### KUTIPAN HALAMAN
━━━━
Oleh F.Dasti
Baru-baru ini masyarakat kembali menyoroti pengadaan bantuan sosial (bansos), setelah Mensos Juliari Batubara tertangkap tangan oleh Komisi Pemberantasan Korupsi (KPK) terkait dugaan korupsi bansos covid-19. Ketua Komisi Pemberantasan Korupsi (KPK) Firli Bahuri mengungkapkan kegiatan operasi tangkap tangan (OTT) atas kasus dugaan suap bantuan sosial penanganan pandemi Covid-19 berawal dari informasi masyarakat yang diterima tim KPK pada Jumat 4/12/2020 (kompas.com).
Melihat fakta di atas tentu sangat miris. Mengingat derita masyarakat belum mereda akibat dampak covid-19, utamanya terkait kesejahteraan masyarakat. Masih teringat, sebelumnya polemik terkait bansos juga turut memberi kekecewaan pada masyarakat. Hal tersebut diakibatkan karena masalah ketidaksesuaian data sampai Bansos yang belum tepatnya sasaran. Karena itu dugaan kasus korupsi ini berdampak bukan hanya pada kerugian yang dialami negara. Tapi juga berdampak pada kekecewaan masyarakat yang semakin besar. Kepentingan masyarakat harus kembali tergadai.
━━━━
### DATA YANG DITAMPILKAN
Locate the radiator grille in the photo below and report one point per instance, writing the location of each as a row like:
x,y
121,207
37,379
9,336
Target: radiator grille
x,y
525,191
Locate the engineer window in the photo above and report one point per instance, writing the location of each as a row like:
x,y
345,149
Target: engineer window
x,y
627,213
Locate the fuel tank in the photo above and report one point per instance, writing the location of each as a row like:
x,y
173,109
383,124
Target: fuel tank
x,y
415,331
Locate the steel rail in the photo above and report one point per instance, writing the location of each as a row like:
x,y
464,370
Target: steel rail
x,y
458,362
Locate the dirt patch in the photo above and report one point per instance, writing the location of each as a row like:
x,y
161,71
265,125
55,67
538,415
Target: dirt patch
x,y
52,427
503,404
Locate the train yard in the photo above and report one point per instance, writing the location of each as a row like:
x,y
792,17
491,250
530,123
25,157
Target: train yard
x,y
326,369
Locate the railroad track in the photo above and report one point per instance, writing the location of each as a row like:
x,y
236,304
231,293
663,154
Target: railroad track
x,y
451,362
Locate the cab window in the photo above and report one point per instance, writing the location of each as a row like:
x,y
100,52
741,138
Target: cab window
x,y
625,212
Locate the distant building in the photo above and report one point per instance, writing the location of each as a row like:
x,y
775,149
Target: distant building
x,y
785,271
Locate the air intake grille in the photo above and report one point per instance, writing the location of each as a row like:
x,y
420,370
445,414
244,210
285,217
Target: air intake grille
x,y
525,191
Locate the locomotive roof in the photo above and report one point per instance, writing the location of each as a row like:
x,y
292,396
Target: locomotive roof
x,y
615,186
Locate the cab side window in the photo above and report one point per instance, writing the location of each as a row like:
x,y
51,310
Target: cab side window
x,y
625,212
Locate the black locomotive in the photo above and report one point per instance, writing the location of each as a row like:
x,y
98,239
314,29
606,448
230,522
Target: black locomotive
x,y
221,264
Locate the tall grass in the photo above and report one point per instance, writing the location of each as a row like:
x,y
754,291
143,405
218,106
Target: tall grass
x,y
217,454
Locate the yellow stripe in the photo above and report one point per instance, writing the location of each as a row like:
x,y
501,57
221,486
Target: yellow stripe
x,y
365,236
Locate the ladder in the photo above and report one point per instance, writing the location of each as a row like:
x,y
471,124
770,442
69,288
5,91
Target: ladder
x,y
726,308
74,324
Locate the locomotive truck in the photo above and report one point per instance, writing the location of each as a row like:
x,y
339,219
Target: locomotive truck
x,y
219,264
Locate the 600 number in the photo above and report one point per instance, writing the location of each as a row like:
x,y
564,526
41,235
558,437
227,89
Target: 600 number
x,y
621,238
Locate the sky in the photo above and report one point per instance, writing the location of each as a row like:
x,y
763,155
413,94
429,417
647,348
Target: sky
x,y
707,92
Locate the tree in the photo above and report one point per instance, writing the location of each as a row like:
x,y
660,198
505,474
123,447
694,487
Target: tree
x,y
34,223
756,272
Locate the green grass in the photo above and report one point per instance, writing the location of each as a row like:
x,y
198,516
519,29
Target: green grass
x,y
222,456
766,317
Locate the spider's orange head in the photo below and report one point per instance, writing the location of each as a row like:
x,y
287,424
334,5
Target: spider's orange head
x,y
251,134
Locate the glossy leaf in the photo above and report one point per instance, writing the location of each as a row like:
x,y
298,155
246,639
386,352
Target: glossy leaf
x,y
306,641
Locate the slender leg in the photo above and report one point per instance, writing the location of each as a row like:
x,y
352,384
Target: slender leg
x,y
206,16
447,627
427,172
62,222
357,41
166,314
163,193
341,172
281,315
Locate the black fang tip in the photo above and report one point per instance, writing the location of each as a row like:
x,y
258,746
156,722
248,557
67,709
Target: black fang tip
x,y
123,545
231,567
━━━━
### PETUNJUK TUGAS
• a. Jawablah pertanyaan berikut berdasarkan artikel tentang dugaan korupsi bansos.
(i) Siapa Ketua KPK yang disebut dalam artikel?
(ii) Kapan tim KPK menerima informasi masyarakat yang mengawali OTT tersebut?
(iii) Selain kerugian negara, dugaan korupsi ini berdampak pada apa?
• b. Ubah bagian artikel tentang dugaan korupsi bansos yang dimulai dengan "Oleh F.Dasti" dan berlanjut hingga "Jumat 4/12/2020 (kompas.com).". Ganti "Mensos" dengan "Menteri Sosial".
Data tersebut tidak diperlukan untuk mengerjakan tugas.

### JAWABAN BERNOMOR
• a.
(i) Firli Bahuri.
(ii) Pada Jumat 4/12/2020.
(iii) Pada kekecewaan masyarakat yang semakin besar.

• b.
Oleh F.Dasti
Baru-baru ini masyarakat kembali menyoroti pengadaan bantuan sosial (bansos), setelah Menteri Sosial Juliari Batubara tertangkap tangan oleh Komisi Pemberantasan Korupsi (KPK) terkait dugaan korupsi bansos covid-19. Ketua Komisi Pemberantasan Korupsi (KPK) Firli Bahuri mengungkapkan kegiatan operasi tangkap tangan (OTT) atas kasus dugaan suap bantuan sosial penanganan pandemi Covid-19 berawal dari informasi masyarakat yang diterima tim KPK pada Jumat 4/12/2020 (kompas.com).